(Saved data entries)
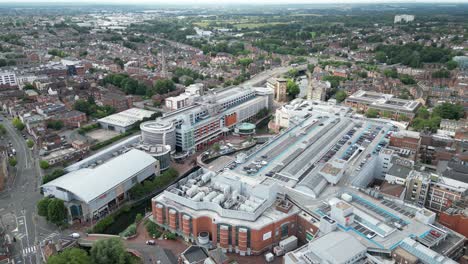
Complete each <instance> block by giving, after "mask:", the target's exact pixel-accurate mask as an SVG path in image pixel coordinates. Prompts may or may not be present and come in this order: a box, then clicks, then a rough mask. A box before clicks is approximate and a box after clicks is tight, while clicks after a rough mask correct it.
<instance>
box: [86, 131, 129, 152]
mask: <svg viewBox="0 0 468 264" xmlns="http://www.w3.org/2000/svg"><path fill="white" fill-rule="evenodd" d="M132 133H133V131H127V132H125V133H122V134H120V135H117V136H115V137H113V138H110V139H108V140H104V141H102V142H99V143H97V144H94V145H92V146H91V150H98V149H101V148H103V147H106V146H109V145H110V144H112V143H114V142H116V141H119V140H121V139H122V138H124V137H127V136H130V135H131V134H132Z"/></svg>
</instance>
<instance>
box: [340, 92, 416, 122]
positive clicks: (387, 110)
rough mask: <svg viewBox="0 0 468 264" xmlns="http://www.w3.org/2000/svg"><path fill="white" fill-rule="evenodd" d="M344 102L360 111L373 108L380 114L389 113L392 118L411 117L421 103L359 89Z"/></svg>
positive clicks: (348, 97) (414, 101) (387, 94)
mask: <svg viewBox="0 0 468 264" xmlns="http://www.w3.org/2000/svg"><path fill="white" fill-rule="evenodd" d="M345 104H346V105H347V106H350V107H352V108H354V109H356V110H358V111H361V112H366V111H367V110H368V109H375V110H377V111H378V112H379V113H380V115H382V116H383V115H384V114H385V113H389V114H390V116H391V118H393V119H398V118H401V117H403V116H405V117H407V118H409V119H412V118H413V117H414V116H415V115H416V111H417V110H418V108H419V107H420V105H421V103H419V102H418V101H412V100H404V99H399V98H396V97H394V96H393V95H392V94H382V93H376V92H369V91H364V90H359V91H357V92H355V93H354V94H352V95H351V96H349V97H348V98H346V100H345Z"/></svg>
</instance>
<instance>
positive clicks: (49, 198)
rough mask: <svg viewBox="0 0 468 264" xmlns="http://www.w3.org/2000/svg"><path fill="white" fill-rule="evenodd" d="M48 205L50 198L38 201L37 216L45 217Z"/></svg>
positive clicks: (46, 215)
mask: <svg viewBox="0 0 468 264" xmlns="http://www.w3.org/2000/svg"><path fill="white" fill-rule="evenodd" d="M49 203H50V198H47V197H45V198H42V199H41V200H39V202H37V214H38V215H40V216H44V217H47V208H48V206H49Z"/></svg>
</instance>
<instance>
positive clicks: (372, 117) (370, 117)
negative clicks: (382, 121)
mask: <svg viewBox="0 0 468 264" xmlns="http://www.w3.org/2000/svg"><path fill="white" fill-rule="evenodd" d="M378 115H379V111H377V110H376V109H373V108H369V109H368V110H367V112H366V117H368V118H376V117H377V116H378Z"/></svg>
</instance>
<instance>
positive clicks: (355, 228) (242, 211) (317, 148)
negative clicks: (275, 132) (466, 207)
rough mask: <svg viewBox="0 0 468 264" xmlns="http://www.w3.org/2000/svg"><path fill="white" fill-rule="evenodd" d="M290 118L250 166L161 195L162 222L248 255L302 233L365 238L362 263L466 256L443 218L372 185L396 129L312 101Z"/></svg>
mask: <svg viewBox="0 0 468 264" xmlns="http://www.w3.org/2000/svg"><path fill="white" fill-rule="evenodd" d="M278 111H284V109H279V110H278ZM277 113H278V112H277ZM285 116H286V115H285ZM287 118H288V119H289V120H288V122H285V123H287V124H288V127H285V129H284V130H283V131H282V132H281V133H280V134H278V135H276V136H274V137H272V138H271V139H270V140H269V141H268V142H266V143H265V144H263V145H261V146H258V147H257V148H253V149H251V150H250V151H248V153H247V158H246V159H245V160H244V161H243V162H242V163H231V164H228V165H227V166H226V168H225V169H221V170H220V171H211V170H208V169H204V168H203V169H200V170H199V171H196V172H194V173H192V174H191V175H189V176H188V177H187V178H185V179H184V180H181V181H180V182H178V183H176V184H174V185H172V186H170V187H169V188H168V189H166V190H165V191H164V192H163V193H161V194H159V195H158V196H156V197H154V198H153V199H152V206H153V218H152V220H153V221H155V222H156V223H158V224H159V225H161V226H163V227H164V228H166V229H168V230H170V231H172V232H176V233H178V234H179V235H181V236H182V237H184V238H185V239H186V240H188V241H192V242H195V243H198V244H201V245H204V246H207V247H220V248H222V249H223V250H224V251H228V252H237V253H239V254H241V255H255V254H260V253H263V252H265V251H269V250H271V249H272V248H273V247H275V246H276V245H278V244H279V242H280V241H282V240H283V239H285V238H287V237H290V236H292V235H295V236H297V237H298V238H299V240H300V241H301V242H302V243H308V241H309V240H311V241H316V239H320V238H321V237H324V236H325V235H326V234H328V233H330V232H341V233H346V234H347V235H350V236H352V237H354V238H355V240H356V241H359V243H361V244H362V247H364V248H365V251H366V254H357V255H356V256H357V257H356V256H353V257H352V258H359V259H358V260H362V258H365V257H368V256H370V257H372V258H382V256H386V257H391V255H392V252H394V251H395V250H397V249H398V252H400V251H405V252H406V251H408V250H409V249H408V245H417V247H416V248H417V250H415V251H411V250H410V251H411V252H410V253H408V254H413V255H416V256H417V257H418V258H419V259H421V260H422V259H426V258H427V256H433V259H434V261H436V262H427V263H453V262H450V260H449V258H456V257H458V256H459V255H460V252H461V251H462V249H463V243H464V239H465V238H464V236H462V235H460V234H458V233H456V232H453V231H451V230H449V229H447V228H445V227H442V226H440V225H438V224H437V223H436V222H435V214H434V213H433V212H431V211H428V210H426V209H422V208H421V207H416V206H412V205H409V204H405V203H403V202H402V201H400V200H396V199H395V198H394V197H393V198H392V197H390V196H386V195H384V194H381V193H379V192H378V191H375V190H370V189H366V188H365V187H366V186H367V184H368V183H369V182H370V181H372V180H373V179H374V178H376V177H378V178H381V179H382V178H383V177H384V175H385V171H386V170H388V168H387V169H385V168H384V167H388V166H389V165H388V164H387V163H391V162H392V160H391V159H389V155H390V152H391V151H390V152H389V151H388V150H387V149H386V145H387V144H388V134H389V132H392V131H393V130H395V129H396V128H395V127H394V126H393V125H392V124H389V123H386V122H380V121H374V120H368V119H363V118H359V117H355V116H353V114H352V113H351V111H350V109H349V108H346V107H340V106H334V105H329V104H326V103H314V102H311V101H303V100H295V101H294V102H292V104H291V105H290V107H289V110H288V115H287ZM385 162H387V163H385ZM385 164H387V165H385ZM330 222H335V225H332V227H330V228H326V227H327V225H328V224H329V223H330ZM327 223H328V224H327ZM343 239H345V238H344V237H343ZM346 239H347V238H346ZM346 239H345V240H346ZM414 243H417V244H414ZM325 244H326V243H325ZM362 247H359V248H360V249H362ZM325 251H326V252H328V253H330V250H325ZM324 254H327V253H324ZM335 254H337V253H336V252H335ZM322 257H323V256H322ZM352 258H351V259H352ZM296 259H297V258H296ZM317 259H318V261H317ZM324 259H326V258H323V259H321V256H316V257H315V260H314V261H316V262H314V261H310V262H307V261H305V262H300V261H299V262H293V263H328V262H323V261H322V260H324ZM355 260H356V259H355ZM321 261H322V262H321ZM329 263H333V262H329ZM343 263H344V262H343ZM349 263H354V262H349ZM424 263H426V262H424Z"/></svg>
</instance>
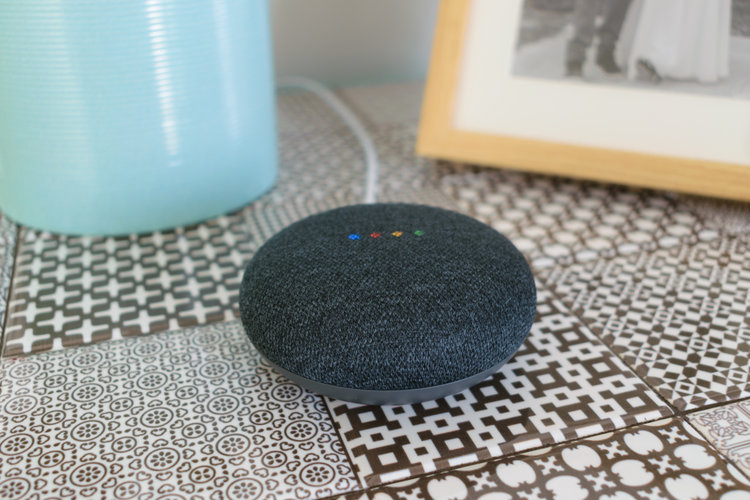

▸ Task
Please print the entries shown above again, exactly, and skip the pictures.

▸ Answer box
Complete each <instance> block by giving, after "mask:", the target's exact pixel-accurate mask as an SVG path in image pixel coordinates. Prompts may or may not be present and come in this order: a box, then clicks, then a rough mask. A box before clicks is approximate and a box after clicks is tight, while clicks after a rough mask correct it.
<instance>
box: [86, 131, 129, 152]
mask: <svg viewBox="0 0 468 264" xmlns="http://www.w3.org/2000/svg"><path fill="white" fill-rule="evenodd" d="M132 133H133V131H127V132H125V133H122V134H120V135H117V136H115V137H113V138H110V139H108V140H104V141H102V142H99V143H97V144H94V145H92V146H91V150H98V149H101V148H103V147H106V146H109V145H110V144H112V143H114V142H116V141H119V140H121V139H122V138H124V137H127V136H130V135H131V134H132Z"/></svg>
</instance>
<instance>
box: [340, 92, 416, 122]
positive clicks: (387, 110)
rough mask: <svg viewBox="0 0 468 264" xmlns="http://www.w3.org/2000/svg"><path fill="white" fill-rule="evenodd" d="M344 102L360 111L373 108L380 114L389 113L392 118L411 117L421 103L359 89Z"/></svg>
positive clicks: (348, 97) (414, 101) (387, 94)
mask: <svg viewBox="0 0 468 264" xmlns="http://www.w3.org/2000/svg"><path fill="white" fill-rule="evenodd" d="M345 104H346V105H347V106H350V107H352V108H354V109H356V110H358V111H361V112H366V111H367V110H368V109H375V110H377V111H378V112H379V113H380V115H382V116H383V115H384V114H385V113H389V114H390V116H391V118H393V119H398V118H401V117H403V116H405V117H407V118H409V119H412V118H413V117H414V116H415V115H416V111H417V110H418V108H419V107H420V105H421V103H419V102H418V101H412V100H404V99H399V98H396V97H394V96H393V95H392V94H382V93H376V92H369V91H364V90H359V91H357V92H355V93H354V94H352V95H351V96H349V97H348V98H346V100H345Z"/></svg>
</instance>
<instance>
positive clicks: (49, 198)
rough mask: <svg viewBox="0 0 468 264" xmlns="http://www.w3.org/2000/svg"><path fill="white" fill-rule="evenodd" d="M48 205L50 198L38 201L37 216L45 217Z"/></svg>
positive clicks: (46, 215)
mask: <svg viewBox="0 0 468 264" xmlns="http://www.w3.org/2000/svg"><path fill="white" fill-rule="evenodd" d="M49 203H50V198H47V197H45V198H42V199H41V200H39V202H37V214H38V215H40V216H44V217H47V208H48V206H49Z"/></svg>
</instance>
<instance>
positive clicks: (372, 117) (370, 117)
negative clicks: (382, 121)
mask: <svg viewBox="0 0 468 264" xmlns="http://www.w3.org/2000/svg"><path fill="white" fill-rule="evenodd" d="M378 115H379V111H377V110H376V109H373V108H369V109H368V110H367V112H366V117H368V118H376V117H377V116H378Z"/></svg>
</instance>
<instance>
positive clicks: (355, 228) (242, 211) (317, 148)
negative clicks: (275, 132) (466, 207)
rough mask: <svg viewBox="0 0 468 264" xmlns="http://www.w3.org/2000/svg"><path fill="white" fill-rule="evenodd" d="M290 118L250 166L161 195L162 222L248 255L302 233L365 238L362 263L466 256L443 218L372 185L396 129L312 101Z"/></svg>
mask: <svg viewBox="0 0 468 264" xmlns="http://www.w3.org/2000/svg"><path fill="white" fill-rule="evenodd" d="M278 111H284V109H279V110H278ZM277 113H278V112H277ZM285 116H286V115H285ZM287 118H288V119H289V120H288V122H285V123H287V124H288V127H285V129H284V130H283V131H282V132H281V133H280V134H278V135H276V136H274V137H272V138H271V139H270V140H269V141H268V142H266V143H265V144H263V145H261V146H258V147H257V148H253V149H251V150H250V151H248V153H247V158H246V159H245V160H244V161H243V162H242V163H231V164H228V165H227V166H226V168H225V169H221V170H220V171H211V170H208V169H204V168H203V169H200V170H199V171H196V172H194V173H192V174H191V175H189V176H188V177H187V178H185V179H184V180H181V181H180V182H178V183H176V184H174V185H172V186H170V187H169V188H168V189H166V190H165V191H164V192H163V193H161V194H159V195H158V196H156V197H154V198H153V199H152V206H153V218H152V220H153V221H155V222H156V223H158V224H159V225H161V226H163V227H164V228H166V229H168V230H170V231H172V232H176V233H178V234H179V235H181V236H182V237H184V238H185V239H186V240H188V241H192V242H195V243H198V244H201V245H204V246H207V247H220V248H222V249H223V250H224V251H228V252H237V253H239V254H241V255H255V254H260V253H263V252H265V251H269V250H271V249H272V248H273V247H275V246H276V245H278V244H279V242H280V241H282V240H283V239H285V238H287V237H290V236H292V235H295V236H297V237H298V238H299V240H300V241H301V242H302V243H308V241H309V240H311V241H316V239H320V238H321V237H324V236H325V235H326V234H328V233H330V232H341V233H346V234H347V235H350V236H352V237H354V238H355V240H356V241H359V243H361V244H362V247H364V248H365V251H366V254H357V255H356V256H357V257H356V256H353V257H352V258H359V259H358V260H362V258H365V257H368V256H370V257H372V258H382V256H386V257H391V255H392V252H394V251H395V250H397V249H398V252H400V251H405V252H406V251H408V250H409V249H408V245H417V247H416V248H417V250H415V251H411V250H410V251H411V252H410V253H408V254H413V255H416V256H417V257H418V258H419V259H421V260H422V259H426V258H427V256H433V259H434V261H436V262H427V263H453V262H450V260H449V258H456V257H458V256H459V255H460V252H461V251H462V249H463V243H464V239H465V238H464V236H462V235H460V234H458V233H456V232H453V231H451V230H449V229H447V228H445V227H442V226H440V225H438V224H437V223H436V222H435V214H434V213H433V212H431V211H428V210H426V209H422V208H421V207H416V206H412V205H409V204H405V203H403V202H402V201H400V200H396V199H395V198H394V197H393V198H392V197H390V196H386V195H384V194H381V193H379V192H378V191H375V190H370V189H366V188H365V187H366V186H367V184H368V183H369V182H370V181H372V180H373V179H374V178H376V177H378V178H381V179H382V178H383V177H384V175H385V171H386V170H388V168H387V169H385V168H384V167H388V166H389V165H388V164H387V163H391V162H392V160H391V159H389V155H390V152H391V151H390V152H389V151H388V150H387V149H386V145H387V144H388V134H389V132H392V131H393V130H395V129H396V128H395V127H394V126H393V125H392V124H389V123H386V122H380V121H374V120H368V119H363V118H359V117H355V116H353V114H352V113H351V111H350V109H349V108H346V107H340V106H334V105H329V104H326V103H314V102H311V101H303V100H295V101H294V102H292V104H291V105H290V107H289V110H288V115H287ZM385 162H387V163H385ZM385 164H387V165H385ZM330 222H335V225H332V227H330V228H326V227H327V225H328V224H329V223H330ZM327 223H328V224H327ZM343 239H345V238H344V237H343ZM346 239H347V238H346ZM346 239H345V240H346ZM414 243H417V244H414ZM325 244H326V243H325ZM362 247H359V248H360V249H362ZM325 251H326V252H328V253H330V250H325ZM324 254H327V253H324ZM335 254H337V253H336V252H335ZM322 257H323V256H322ZM352 258H351V259H352ZM296 259H297V258H296ZM317 259H318V261H317ZM324 259H326V258H323V259H321V256H316V257H315V260H314V261H316V262H314V261H310V262H307V261H305V262H300V261H299V262H293V263H328V262H323V261H322V260H324ZM355 260H356V259H355ZM321 261H322V262H321ZM329 263H333V262H329ZM343 263H344V262H343ZM349 263H354V262H349ZM424 263H426V262H424Z"/></svg>
</instance>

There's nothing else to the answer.